:: The problem ::
Quote the entire text below on negative client sampling in federated learning word for word, from the title line through its last sentence.

When to Trust Aggregated Gradients: Addressing Negative Client Sampling in Federated Learning
Yang, Wenkai, Lin, Yankai, Zhao, Guangxiang, Li, Peng, Zhou, Jie, Sun, Xu
–arXiv.org Artificial Intelligence
Federated Learning has become a widely-used framework which allows learning a global model on decentralized local datasets under the condition of protecting local data privacy. However, federated learning faces severe optimization difficulty when training samples are not independently and identically distributed (non-i.i.d.). In this paper, we point out that the client sampling practice plays a decisive role in the aforementioned optimization difficulty. We find that the negative client sampling will cause the merged data distribution of currently sampled clients heavily inconsistent with that of all available clients, and further make the aggregated gradient unreliable. To address this issue, we propose a novel learning rate adaptation mechanism to adaptively adjust the server learning rate for the aggregated gradient in each round, according to the consistency between the merged data distribution of currently sampled clients and that of all available clients. Specifically, we make theoretical deductions to find a meaningful and robust indicator that is positively related to the optimal server learning rate and can effectively reflect the merged data distribution of sampled clients, and we utilize it for the server learning rate adaptation. As tremendous data is produced in various edge devices (e.g., mobile phones) every day, it becomes important to study how to effectively utilize the data without revealing personal information and privacy. Federated Learning (Konečnỳ et al., 2016; McMahan et al., 2017) is then proposed to allow many clients to jointly train a well-behaved global model without exposing their private data. In each communication round, clients get the global model from a server and train the model locally on their own data for multiple steps. Then they upload the accumulated gradients only to the server, which is responsible to aggregate (average) the collected gradients and update the global model. By doing so, the training data never leaves the local devices. It has been shown that the federated learning algorithms perform poorly when training samples are not independently and identically distributed (non-i.i.d.) across clients (McMahan et al., 2017; Li et al., 2021), which is the common case in reality.

:: Supplied information ::
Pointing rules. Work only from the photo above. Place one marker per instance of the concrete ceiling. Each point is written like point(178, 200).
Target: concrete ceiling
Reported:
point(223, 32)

:: In response ::
When to Trust Aggregated Gradients: Addressing Negative Client Sampling in Federated Learning
Yang, Wenkai, Lin, Yankai, Zhao, Guangxiang, Li, Peng, Zhou, Jie, Sun, Xu
–arXiv.org Artificial Intelligence
Federated Learning has become a widely-used framework which allows learning a global model on decentralized local datasets under the condition of protecting local data privacy. However, federated learning faces severe optimization difficulty when training samples are not independently and identically distributed (non-i.i.d.). In this paper, we point out that the client sampling practice plays a decisive role in the aforementioned optimization difficulty. We find that the negative client sampling will cause the merged data distribution of currently sampled clients heavily inconsistent with that of all available clients, and further make the aggregated gradient unreliable. To address this issue, we propose a novel learning rate adaptation mechanism to adaptively adjust the server learning rate for the aggregated gradient in each round, according to the consistency between the merged data distribution of currently sampled clients and that of all available clients. Specifically, we make theoretical deductions to find a meaningful and robust indicator that is positively related to the optimal server learning rate and can effectively reflect the merged data distribution of sampled clients, and we utilize it for the server learning rate adaptation. As tremendous data is produced in various edge devices (e.g., mobile phones) every day, it becomes important to study how to effectively utilize the data without revealing personal information and privacy. Federated Learning (Konečnỳ et al., 2016; McMahan et al., 2017) is then proposed to allow many clients to jointly train a well-behaved global model without exposing their private data. In each communication round, clients get the global model from a server and train the model locally on their own data for multiple steps. Then they upload the accumulated gradients only to the server, which is responsible to aggregate (average) the collected gradients and update the global model. By doing so, the training data never leaves the local devices. It has been shown that the federated learning algorithms perform poorly when training samples are not independently and identically distributed (non-i.i.d.) across clients (McMahan et al., 2017; Li et al., 2021), which is the common case in reality.